• _Work required_
Return the full listing word for word, but drop every picture from it.

• _Task input_
"""

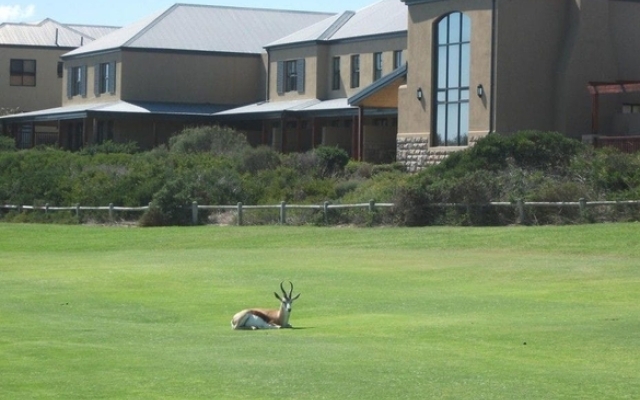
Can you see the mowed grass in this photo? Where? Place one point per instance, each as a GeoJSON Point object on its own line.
{"type": "Point", "coordinates": [386, 313]}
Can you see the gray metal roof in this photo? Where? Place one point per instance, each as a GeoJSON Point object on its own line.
{"type": "Point", "coordinates": [206, 28]}
{"type": "Point", "coordinates": [50, 33]}
{"type": "Point", "coordinates": [381, 18]}
{"type": "Point", "coordinates": [78, 111]}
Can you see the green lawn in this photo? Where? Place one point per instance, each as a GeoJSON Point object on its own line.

"""

• _Solved problem_
Can you see the mowed grass in this photo? Where? Place one point per instance, each as a GeoJSON Point object on its own line.
{"type": "Point", "coordinates": [386, 313]}
Can you see the gray metal roof in this photo? Where? Place one point per instance, each as a GeoJSON Point object on its own line.
{"type": "Point", "coordinates": [206, 28]}
{"type": "Point", "coordinates": [50, 33]}
{"type": "Point", "coordinates": [381, 18]}
{"type": "Point", "coordinates": [78, 111]}
Can you see the green lawn in this photo? Where? Place one point per instance, each as a GeoJSON Point object on its own line.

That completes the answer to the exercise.